● Source:
= = =

As a point of great interest, one should listen to her recording of Elisabetta’s aria Qant’e grato all’alma mia from Rossini’s “Elisabetta, Regina d’Inghilterra”, in which one  will recognize that the famous “viper’s sting” moderato section of Rosina’s Una voce poco fa was mined from the former opera.

We are so used to Una voce poco fa and the “Barbiere” overture being associated with comic situations that it is hard to think of how either fits in an opera seria context. (Can anyone these days envision how the “Barbiere” overture had the right tinta for a story of the Roman Emperor Aurelianus visiting Queen Zenobia in her Palmyran palace, when that overture was connected to Rossini’s “Aureliano in Palmyra”?)

[Below: the Count Almaviva (Juan Diego Florez) has just proposed that Rosina (Joyce DiDonato) become his Countess, and the two are married on the spot; edited image, based on a Robert Millard photograph, courtesy of the Los Angeles Opera.]

After the audience gets its Singing Lesson in how the role of Almaviva should be performed, we are back in the province of Emilio Sagi’s imagination, with as colorful a finale as could be conceived. The walls of Doctor Bartolo’s house disappear and the cast assembles under a stage sky festooned with stars and kites.

= = =

● Stored data entries:
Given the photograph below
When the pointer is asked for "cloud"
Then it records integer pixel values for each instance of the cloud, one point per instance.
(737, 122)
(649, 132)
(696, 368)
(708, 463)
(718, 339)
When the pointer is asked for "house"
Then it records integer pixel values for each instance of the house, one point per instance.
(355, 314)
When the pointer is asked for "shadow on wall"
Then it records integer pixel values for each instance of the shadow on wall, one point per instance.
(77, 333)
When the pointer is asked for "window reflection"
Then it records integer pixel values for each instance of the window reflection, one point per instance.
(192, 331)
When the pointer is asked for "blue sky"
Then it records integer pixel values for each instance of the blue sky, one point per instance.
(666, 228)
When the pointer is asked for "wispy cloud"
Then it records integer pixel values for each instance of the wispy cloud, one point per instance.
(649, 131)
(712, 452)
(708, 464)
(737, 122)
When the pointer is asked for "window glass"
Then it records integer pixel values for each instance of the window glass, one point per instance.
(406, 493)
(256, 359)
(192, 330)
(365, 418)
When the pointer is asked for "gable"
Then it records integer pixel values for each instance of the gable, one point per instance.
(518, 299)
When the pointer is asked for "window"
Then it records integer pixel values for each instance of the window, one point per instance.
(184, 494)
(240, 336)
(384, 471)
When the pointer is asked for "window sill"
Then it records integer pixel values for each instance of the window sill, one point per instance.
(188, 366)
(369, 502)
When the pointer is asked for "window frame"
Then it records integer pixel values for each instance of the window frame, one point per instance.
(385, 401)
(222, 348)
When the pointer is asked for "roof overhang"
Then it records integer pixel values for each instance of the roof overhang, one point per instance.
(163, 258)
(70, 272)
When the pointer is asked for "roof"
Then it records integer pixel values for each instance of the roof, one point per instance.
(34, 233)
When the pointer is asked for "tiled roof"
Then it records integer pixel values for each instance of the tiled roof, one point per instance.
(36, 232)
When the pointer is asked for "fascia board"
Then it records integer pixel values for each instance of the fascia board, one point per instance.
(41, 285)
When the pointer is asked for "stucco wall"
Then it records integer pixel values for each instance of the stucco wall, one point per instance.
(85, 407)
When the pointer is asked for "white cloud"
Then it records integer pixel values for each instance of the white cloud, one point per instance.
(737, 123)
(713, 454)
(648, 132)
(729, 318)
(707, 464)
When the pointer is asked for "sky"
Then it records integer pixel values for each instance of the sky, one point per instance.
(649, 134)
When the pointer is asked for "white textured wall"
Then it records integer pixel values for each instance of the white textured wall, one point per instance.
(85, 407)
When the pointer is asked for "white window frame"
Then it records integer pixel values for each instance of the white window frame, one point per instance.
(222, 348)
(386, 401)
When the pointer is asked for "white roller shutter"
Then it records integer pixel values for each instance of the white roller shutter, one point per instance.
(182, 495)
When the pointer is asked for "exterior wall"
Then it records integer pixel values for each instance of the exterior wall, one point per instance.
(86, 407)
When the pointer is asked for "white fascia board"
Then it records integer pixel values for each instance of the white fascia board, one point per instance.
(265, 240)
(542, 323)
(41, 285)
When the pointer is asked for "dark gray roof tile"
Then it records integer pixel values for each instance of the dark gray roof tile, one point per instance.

= = =

● Stated problem A: In the opera review, which Rossini opera is the "Barbiere" overture said to have once been connected to?
● Stated problem B: State whether each statement agrees with the opera review, answering yes or no and quoting the deciding words: (i) Juan Diego Florez sings the Count Almaviva. (ii) The walls of Doctor Bartolo's house stay in place for the finale. (iii) The edited image is credited to the Metropolitan Opera.
● Stated problem C: Resume the opera review from the point where it stops.

● Task response A: "Aureliano in Palmyra"

● Task response B:
(i) Yes: "the Count Almaviva (Juan Diego Florez)"
(ii) No: "The walls of Doctor Bartolo’s house disappear"
(iii) No: "courtesy of the Los Angeles Opera"

● Task response C:
[Below: Almaviva (Juan Diego Florez), center right in pink, sings his part in the “Barbiere” finale as the other principals and chorus join in; edited image, based on a Robert Millard photograph, courtesy of the Los Angeles Opera.]

Soon the Almavivas are on their honeymoon in a passenger balloon that just happened to be waiting in back, in case things went well for the Count.

[Below: the Countess Almaviva (Joyce DiDonato) and her Count (Juan Diego Florez) leave Seville in a passenger balloon for their honeymoon; edited image, based on a Robert Millard photograph, courtesy of the Los Angeles Opera.]

This “Barbiere” proved to be a wonderful holiday gift for anyone who saw (or will see) either cast.